> _Page excerpt_:
● ● ● ● ● ● ●

Gasdermins oligomerize to form pores in the cell membrane, causing regulated lytic cell death called pyroptosis. Mammals encode five gasdermins that can trigger pyroptosis: GSDMA, B, C, D, and E. Caspase and granzyme proteases cleave the linker regions of and activate GSDMB, C, D, and E, but no endogenous activation pathways are yet known for GSDMA. Here, we perform a comprehensive evolutionary analysis of the gasdermin family. A gene duplication of GSDMA in the common ancestor of caecilian amphibians, reptiles and birds gave rise to GSDMA-D in mammals. Uniquely in our tree, amphibian, reptile and bird GSDMA group in a separate clade than mammal GSDMA. Remarkably, GSDMA in numerous bird species contain caspase-1 cleavage sites like YVAD or FASD in the linker. We show that GSDMA from birds, amphibians, and reptiles are all cleaved by caspase-1. Thus, GSDMA was originally cleaved by the host-encoded protease caspase-1. In mammals the caspase-1 cleavage site in GSDMA is disrupted; instead, a new protein, GSDMD, is the target of caspase-1. Mammal caspase-1 uses exosite interactions with the GSDMD C-terminal domain to confer the specificity of this interaction, whereas we show that bird caspase-1 uses a stereotypical tetrapeptide sequence to confer specificity for bird GSDMA. Our results reveal an evolutionarily stable association between caspase-1 and the gasdermin family, albeit a shifting one. Caspase-1 repeatedly changes its target gasdermin over evolutionary time at speciation junctures, initially cleaving GSDME in fish, then GSDMA in amphibians/reptiles/birds, and finally GSDMD in mammals.

● ● ● ● ● ● ●

> _Tasks for this exercise_:
1 - Answer these questions from the gasdermin excerpt:
(a) How many gasdermins that can trigger pyroptosis do mammals encode?
(b) Which two caspase-1 cleavage sites are named as found in the linker of GSDMA in many bird species?
(c) Which gasdermin does caspase-1 cleave first in fish?
2 - Decide whether each statement agrees with the gasdermin excerpt. Answer yes or no, and quote the words of the excerpt that settle it.
(a) Endogenous activation pathways for GSDMA are already known.
(b) Bird caspase-1 relies on a tetrapeptide sequence for its specificity toward bird GSDMA.
(c) In mammals, GSDMA is the target of caspase-1.

● ● ● ● ● ● ●

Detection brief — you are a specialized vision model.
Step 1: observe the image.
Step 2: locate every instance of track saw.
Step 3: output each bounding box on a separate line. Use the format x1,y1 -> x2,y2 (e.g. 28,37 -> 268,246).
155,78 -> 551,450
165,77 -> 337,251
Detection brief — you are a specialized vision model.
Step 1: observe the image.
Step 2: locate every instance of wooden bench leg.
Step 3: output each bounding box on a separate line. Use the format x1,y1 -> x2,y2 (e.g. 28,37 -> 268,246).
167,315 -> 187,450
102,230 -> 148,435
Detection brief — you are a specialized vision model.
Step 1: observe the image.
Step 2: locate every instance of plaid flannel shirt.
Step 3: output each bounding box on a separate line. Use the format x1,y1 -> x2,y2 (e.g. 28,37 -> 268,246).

● ● ● ● ● ● ●

> _Solutions below_:
1 -
(a) Five: GSDMA, B, C, D, and E.
(b) YVAD and FASD.
(c) GSDME.

2 -
(a) No: "no endogenous activation pathways are yet known for GSDMA."
(b) Yes: "bird caspase-1 uses a stereotypical tetrapeptide sequence to confer specificity for bird GSDMA."
(c) No: "In mammals the caspase-1 cleavage site in GSDMA is disrupted; instead, a new protein, GSDMD, is the target of caspase-1."